--- START ---

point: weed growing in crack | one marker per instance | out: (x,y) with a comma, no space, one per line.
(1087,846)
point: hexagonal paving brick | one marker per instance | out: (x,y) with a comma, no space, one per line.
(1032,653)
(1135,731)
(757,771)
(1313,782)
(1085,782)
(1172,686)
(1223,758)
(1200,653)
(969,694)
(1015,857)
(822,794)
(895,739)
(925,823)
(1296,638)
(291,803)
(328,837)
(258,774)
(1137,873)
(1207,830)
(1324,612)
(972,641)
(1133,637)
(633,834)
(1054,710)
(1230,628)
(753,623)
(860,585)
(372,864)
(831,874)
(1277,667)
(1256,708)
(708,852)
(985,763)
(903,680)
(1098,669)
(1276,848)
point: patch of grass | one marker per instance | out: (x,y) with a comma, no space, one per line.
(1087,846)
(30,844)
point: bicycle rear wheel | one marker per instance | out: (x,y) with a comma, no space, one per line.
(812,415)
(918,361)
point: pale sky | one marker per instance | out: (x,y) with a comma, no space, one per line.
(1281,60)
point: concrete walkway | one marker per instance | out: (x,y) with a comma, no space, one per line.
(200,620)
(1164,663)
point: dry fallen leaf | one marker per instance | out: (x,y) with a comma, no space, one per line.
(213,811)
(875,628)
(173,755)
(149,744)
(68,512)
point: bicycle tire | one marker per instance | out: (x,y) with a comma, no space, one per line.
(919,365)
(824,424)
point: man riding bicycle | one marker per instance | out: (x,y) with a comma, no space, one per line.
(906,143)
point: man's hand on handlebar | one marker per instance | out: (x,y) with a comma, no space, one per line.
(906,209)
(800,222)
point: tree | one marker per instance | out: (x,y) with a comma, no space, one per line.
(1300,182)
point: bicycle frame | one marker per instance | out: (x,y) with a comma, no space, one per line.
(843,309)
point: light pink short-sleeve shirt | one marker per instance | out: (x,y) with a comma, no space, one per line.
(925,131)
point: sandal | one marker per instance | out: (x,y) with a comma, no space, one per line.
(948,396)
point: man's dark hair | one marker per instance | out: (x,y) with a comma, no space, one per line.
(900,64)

--- END ---

▶ [Goal of the exercise] Copy every record above verbatim and in full.

▶ [Reply]
point: weed growing in crack | one marker per instance | out: (x,y) with a comma, no space, one per line.
(1087,846)
point: hexagonal paving brick | one marker per instance | out: (x,y) with a comma, no space, one per line.
(1032,653)
(1135,731)
(757,771)
(1313,782)
(1085,782)
(1172,686)
(1223,758)
(1200,653)
(969,694)
(1015,857)
(822,794)
(895,739)
(925,823)
(1296,638)
(291,803)
(328,837)
(258,774)
(1137,873)
(1207,830)
(1324,612)
(972,641)
(1133,637)
(633,834)
(1054,710)
(1230,628)
(753,623)
(860,585)
(372,864)
(831,874)
(1277,667)
(1256,708)
(708,852)
(985,763)
(903,680)
(1098,669)
(1276,848)
point: patch of grass | one marker per instance | out: (x,y) with a comma, no space, one per line.
(1087,846)
(30,844)
point: bicycle rear wheel | one marker per instance | out: (x,y) with a comma, no space, one per line.
(812,415)
(918,361)
point: pale sky | one marker per instance | out: (x,y) with a comma, no space, one per line.
(1281,60)
point: concrete walkway | one marker per instance | out: (x,y) with a comma, no space, one per line.
(200,620)
(1164,663)
point: dry fallen leaf | one marker per instance | out: (x,y) with a comma, no space, one per line.
(213,811)
(875,628)
(173,755)
(149,744)
(68,512)
point: bicycle tire | one marker per instance | out: (x,y) with a comma, no space, one per line.
(919,365)
(824,424)
point: man riding bicycle | one marker per instance | out: (x,y) with a comma, no space, one per line.
(906,143)
point: man's hand on handlebar | one marker per instance | out: (x,y) with a comma, no space, one per line.
(906,209)
(800,222)
point: tree | one marker per instance | out: (x,y) with a comma, no space, one per line.
(1300,182)
point: bicycle frame | one marker per instance | out: (x,y) with a comma, no space, one per line.
(843,309)
point: light pink short-sleeve shirt | one marker per instance | out: (x,y) with a comma, no space, one per line.
(925,131)
point: sandal | one marker per instance | out: (x,y) with a comma, no space, one per line.
(948,396)
point: man's dark hair | one marker per instance | out: (x,y) with a comma, no space, one per line.
(900,64)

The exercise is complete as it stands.